DIRECTIVE =>
Counting case-sensitively, how many lines in the material below contain the string "every"? Reply with the number alone.
═════ DATA TO PROCESS ═════
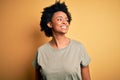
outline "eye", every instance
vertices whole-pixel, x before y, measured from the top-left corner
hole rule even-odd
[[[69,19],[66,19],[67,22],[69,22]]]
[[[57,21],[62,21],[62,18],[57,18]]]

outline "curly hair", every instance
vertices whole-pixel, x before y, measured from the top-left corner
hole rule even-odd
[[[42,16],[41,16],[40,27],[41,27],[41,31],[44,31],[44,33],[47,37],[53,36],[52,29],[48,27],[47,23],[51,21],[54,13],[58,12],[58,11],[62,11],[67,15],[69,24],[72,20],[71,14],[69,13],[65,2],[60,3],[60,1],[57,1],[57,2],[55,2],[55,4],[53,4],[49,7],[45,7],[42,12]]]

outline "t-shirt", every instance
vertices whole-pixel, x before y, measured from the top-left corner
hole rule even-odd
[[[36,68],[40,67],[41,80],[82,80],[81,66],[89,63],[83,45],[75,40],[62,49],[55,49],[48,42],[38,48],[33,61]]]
═════
═════ DATA TO PROCESS ═════
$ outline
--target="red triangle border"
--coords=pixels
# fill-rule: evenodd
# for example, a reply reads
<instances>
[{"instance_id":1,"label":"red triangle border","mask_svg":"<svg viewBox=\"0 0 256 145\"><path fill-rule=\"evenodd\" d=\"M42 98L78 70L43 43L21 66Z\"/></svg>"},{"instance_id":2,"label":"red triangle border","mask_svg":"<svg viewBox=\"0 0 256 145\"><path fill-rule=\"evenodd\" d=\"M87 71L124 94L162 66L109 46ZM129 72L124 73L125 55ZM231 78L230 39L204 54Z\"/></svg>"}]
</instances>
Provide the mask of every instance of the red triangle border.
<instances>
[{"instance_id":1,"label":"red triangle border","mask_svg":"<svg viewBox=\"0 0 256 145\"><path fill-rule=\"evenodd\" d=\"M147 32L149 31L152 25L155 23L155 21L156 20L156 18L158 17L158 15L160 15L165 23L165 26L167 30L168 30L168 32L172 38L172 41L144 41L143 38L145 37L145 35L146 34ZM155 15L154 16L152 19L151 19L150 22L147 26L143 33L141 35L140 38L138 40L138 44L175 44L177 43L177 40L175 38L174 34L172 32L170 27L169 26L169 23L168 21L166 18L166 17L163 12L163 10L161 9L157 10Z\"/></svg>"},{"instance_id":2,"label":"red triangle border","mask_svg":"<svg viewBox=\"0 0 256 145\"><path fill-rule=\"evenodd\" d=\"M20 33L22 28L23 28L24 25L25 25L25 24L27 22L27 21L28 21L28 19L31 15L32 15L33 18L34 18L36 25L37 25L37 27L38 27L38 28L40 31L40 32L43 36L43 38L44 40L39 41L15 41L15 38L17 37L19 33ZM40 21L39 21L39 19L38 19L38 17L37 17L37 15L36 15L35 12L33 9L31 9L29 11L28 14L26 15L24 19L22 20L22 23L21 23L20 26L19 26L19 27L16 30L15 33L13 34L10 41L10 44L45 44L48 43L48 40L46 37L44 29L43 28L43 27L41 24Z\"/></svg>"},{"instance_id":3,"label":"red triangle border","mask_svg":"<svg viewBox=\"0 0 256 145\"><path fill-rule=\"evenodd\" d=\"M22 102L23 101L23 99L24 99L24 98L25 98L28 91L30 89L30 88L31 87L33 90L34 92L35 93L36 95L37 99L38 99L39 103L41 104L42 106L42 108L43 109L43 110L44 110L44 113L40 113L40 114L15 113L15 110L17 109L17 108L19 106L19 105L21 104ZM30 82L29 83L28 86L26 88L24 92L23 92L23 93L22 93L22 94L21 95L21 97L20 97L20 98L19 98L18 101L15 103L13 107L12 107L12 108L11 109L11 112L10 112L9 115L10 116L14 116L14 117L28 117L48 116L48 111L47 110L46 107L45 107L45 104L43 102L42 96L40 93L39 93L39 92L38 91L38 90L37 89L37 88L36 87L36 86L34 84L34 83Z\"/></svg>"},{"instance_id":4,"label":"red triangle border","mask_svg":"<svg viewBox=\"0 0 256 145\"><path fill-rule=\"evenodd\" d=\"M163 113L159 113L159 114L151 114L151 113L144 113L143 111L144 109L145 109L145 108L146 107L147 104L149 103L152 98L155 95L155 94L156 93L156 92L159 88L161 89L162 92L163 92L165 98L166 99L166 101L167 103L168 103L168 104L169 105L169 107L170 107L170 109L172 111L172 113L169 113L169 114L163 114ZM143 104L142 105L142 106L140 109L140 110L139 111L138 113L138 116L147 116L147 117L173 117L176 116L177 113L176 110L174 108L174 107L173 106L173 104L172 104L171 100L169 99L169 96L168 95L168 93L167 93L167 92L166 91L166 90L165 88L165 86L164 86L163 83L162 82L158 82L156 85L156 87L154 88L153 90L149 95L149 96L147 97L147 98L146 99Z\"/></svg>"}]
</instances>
═════
═════ DATA TO PROCESS ═════
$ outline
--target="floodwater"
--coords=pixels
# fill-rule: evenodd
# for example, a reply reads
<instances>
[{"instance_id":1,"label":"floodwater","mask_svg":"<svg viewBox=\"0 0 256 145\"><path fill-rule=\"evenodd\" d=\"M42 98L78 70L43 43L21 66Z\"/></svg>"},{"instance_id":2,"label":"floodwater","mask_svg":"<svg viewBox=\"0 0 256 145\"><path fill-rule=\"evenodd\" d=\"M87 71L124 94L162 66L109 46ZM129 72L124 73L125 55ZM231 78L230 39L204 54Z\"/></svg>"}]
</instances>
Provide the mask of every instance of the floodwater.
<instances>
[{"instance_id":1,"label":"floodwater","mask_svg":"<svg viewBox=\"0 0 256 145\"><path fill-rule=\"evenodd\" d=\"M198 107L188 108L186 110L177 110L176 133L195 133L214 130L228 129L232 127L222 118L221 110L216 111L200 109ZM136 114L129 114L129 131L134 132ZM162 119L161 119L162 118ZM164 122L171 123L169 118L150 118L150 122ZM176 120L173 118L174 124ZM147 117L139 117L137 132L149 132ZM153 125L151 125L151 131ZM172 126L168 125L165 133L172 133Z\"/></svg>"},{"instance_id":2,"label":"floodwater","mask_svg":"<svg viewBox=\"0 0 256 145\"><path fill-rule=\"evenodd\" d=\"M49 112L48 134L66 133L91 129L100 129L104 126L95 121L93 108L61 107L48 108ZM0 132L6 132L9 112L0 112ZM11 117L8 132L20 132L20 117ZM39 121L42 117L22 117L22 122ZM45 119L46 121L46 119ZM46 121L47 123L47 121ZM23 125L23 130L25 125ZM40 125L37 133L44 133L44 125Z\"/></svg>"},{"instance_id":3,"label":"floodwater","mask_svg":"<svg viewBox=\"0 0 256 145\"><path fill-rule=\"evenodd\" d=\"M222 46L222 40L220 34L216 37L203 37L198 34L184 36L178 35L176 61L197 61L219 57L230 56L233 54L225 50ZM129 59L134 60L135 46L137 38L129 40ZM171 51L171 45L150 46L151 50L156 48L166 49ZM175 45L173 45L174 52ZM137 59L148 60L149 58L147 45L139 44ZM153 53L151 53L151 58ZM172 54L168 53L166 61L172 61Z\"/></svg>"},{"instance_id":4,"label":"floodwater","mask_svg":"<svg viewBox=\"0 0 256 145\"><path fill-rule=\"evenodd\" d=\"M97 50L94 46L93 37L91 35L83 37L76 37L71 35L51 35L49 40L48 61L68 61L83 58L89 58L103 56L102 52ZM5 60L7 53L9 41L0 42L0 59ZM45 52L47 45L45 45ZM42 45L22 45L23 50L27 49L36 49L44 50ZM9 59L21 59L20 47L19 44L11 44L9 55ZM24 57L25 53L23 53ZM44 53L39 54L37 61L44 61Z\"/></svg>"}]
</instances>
═════
SOLUTION TO THIS PROBLEM =>
5